------ Stored data ------
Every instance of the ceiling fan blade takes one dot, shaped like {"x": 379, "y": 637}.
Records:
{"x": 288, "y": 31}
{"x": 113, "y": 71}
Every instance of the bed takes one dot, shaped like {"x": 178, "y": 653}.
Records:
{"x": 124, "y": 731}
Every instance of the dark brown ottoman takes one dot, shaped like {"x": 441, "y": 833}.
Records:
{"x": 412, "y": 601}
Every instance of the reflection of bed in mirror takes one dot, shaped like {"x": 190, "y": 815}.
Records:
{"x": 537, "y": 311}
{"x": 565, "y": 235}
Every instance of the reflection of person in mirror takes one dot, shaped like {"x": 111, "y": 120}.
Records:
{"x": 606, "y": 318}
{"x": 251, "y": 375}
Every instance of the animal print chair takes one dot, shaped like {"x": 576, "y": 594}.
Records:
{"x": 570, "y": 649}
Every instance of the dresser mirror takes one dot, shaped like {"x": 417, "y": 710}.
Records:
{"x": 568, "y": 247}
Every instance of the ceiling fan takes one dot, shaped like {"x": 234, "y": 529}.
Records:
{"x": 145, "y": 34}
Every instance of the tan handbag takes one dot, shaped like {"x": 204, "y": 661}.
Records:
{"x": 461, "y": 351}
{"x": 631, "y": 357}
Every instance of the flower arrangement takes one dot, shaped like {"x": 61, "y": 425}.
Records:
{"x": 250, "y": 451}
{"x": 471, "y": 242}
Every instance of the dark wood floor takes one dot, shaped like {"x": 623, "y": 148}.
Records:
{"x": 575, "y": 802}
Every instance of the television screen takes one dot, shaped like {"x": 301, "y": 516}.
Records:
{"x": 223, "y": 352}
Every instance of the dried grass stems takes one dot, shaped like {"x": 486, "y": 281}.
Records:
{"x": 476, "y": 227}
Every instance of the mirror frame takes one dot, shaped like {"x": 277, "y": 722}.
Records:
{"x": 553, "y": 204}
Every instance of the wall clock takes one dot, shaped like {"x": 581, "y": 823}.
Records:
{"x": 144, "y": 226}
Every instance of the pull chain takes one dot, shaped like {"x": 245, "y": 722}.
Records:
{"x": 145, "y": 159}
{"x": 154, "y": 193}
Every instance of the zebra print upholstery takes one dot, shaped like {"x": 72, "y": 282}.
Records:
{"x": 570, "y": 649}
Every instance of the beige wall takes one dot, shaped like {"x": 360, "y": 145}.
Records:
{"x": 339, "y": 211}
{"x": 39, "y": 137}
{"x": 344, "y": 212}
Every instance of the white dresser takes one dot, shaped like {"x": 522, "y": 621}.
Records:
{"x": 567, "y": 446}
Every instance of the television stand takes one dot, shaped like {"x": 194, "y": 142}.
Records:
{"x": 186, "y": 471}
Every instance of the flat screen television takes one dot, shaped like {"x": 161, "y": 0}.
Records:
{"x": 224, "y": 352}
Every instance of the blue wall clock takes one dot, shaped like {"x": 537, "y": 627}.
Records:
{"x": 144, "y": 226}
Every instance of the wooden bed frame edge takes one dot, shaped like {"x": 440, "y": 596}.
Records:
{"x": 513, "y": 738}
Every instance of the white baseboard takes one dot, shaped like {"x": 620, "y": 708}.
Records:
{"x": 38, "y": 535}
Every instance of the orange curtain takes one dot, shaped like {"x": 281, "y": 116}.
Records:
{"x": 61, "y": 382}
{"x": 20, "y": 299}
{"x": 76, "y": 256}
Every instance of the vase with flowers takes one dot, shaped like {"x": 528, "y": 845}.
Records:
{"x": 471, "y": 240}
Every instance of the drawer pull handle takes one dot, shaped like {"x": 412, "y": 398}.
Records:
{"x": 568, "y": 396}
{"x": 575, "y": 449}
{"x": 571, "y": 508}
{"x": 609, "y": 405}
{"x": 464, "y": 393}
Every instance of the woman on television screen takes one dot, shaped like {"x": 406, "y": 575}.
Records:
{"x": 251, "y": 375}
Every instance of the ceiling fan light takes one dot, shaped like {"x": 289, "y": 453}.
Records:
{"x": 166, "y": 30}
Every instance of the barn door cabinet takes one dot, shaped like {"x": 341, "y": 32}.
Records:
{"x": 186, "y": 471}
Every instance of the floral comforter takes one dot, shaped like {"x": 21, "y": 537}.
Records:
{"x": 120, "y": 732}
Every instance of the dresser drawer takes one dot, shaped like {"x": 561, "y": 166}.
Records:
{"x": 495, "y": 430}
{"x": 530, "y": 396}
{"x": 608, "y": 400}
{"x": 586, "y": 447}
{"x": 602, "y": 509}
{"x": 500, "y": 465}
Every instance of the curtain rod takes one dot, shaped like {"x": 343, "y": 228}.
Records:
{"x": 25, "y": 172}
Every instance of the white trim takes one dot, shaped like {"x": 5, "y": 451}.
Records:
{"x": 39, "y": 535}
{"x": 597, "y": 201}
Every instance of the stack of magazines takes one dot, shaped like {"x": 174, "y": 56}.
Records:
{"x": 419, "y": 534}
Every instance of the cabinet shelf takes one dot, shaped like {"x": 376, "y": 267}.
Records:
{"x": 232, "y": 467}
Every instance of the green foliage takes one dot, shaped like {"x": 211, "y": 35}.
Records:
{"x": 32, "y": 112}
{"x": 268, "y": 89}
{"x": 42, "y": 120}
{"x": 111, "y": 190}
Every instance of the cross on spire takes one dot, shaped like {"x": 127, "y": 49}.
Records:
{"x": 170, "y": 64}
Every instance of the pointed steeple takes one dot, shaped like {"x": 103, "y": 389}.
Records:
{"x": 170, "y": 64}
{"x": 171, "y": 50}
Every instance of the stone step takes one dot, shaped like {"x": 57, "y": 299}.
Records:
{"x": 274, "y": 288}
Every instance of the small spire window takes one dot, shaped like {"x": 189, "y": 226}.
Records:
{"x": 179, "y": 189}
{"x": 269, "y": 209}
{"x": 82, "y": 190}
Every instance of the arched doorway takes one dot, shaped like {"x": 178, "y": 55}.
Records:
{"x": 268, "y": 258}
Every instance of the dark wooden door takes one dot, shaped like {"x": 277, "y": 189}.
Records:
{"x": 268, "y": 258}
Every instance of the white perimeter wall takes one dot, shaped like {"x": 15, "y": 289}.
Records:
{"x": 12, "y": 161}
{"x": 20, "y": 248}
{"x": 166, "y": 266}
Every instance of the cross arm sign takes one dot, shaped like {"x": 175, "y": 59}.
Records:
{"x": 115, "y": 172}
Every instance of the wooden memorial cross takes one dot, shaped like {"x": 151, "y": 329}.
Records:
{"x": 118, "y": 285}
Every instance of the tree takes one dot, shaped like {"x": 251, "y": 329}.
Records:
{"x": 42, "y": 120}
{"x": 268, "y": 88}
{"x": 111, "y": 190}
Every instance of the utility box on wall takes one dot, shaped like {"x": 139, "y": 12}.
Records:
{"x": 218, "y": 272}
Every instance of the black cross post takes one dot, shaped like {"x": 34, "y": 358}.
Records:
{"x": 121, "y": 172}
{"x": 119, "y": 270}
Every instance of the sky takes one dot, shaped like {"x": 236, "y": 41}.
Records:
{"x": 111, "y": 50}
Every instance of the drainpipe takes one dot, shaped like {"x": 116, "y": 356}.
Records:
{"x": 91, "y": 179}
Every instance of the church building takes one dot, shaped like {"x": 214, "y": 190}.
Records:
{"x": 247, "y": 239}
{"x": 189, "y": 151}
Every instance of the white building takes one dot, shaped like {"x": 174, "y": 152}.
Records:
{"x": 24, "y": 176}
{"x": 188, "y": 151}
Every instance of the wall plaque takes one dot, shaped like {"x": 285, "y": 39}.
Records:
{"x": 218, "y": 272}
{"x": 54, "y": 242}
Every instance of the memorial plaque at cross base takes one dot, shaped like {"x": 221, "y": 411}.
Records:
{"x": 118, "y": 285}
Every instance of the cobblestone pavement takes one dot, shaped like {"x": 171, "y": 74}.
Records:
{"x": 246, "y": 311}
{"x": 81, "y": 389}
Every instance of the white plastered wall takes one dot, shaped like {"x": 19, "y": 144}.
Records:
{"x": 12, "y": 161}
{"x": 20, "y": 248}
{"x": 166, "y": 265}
------
Reproduce only the lines running from the one that contains "Every instance of the drainpipe" to the last line of the records.

■ **Result of this task**:
Every instance of the drainpipe takes one dot, shaped like {"x": 116, "y": 356}.
Records:
{"x": 91, "y": 179}
Every instance of the church building takes one dot, shaped like {"x": 214, "y": 190}.
Records:
{"x": 247, "y": 239}
{"x": 189, "y": 151}
Every instance of the white building takes one dot, shaped like {"x": 174, "y": 152}.
Records:
{"x": 24, "y": 176}
{"x": 188, "y": 151}
Every instance of the wall plaque takes one dot, shaped like {"x": 285, "y": 39}.
Records:
{"x": 218, "y": 272}
{"x": 54, "y": 242}
Every instance of the memorial plaque at cross base takes one dot, shaped like {"x": 221, "y": 411}.
Records:
{"x": 118, "y": 285}
Every instance of the cobblestone pavement takes one dot, shaped like {"x": 171, "y": 74}.
Records:
{"x": 246, "y": 311}
{"x": 81, "y": 389}
Every instance of the white plastered wall takes one dot, shaped like {"x": 19, "y": 144}.
Records:
{"x": 12, "y": 161}
{"x": 20, "y": 248}
{"x": 166, "y": 265}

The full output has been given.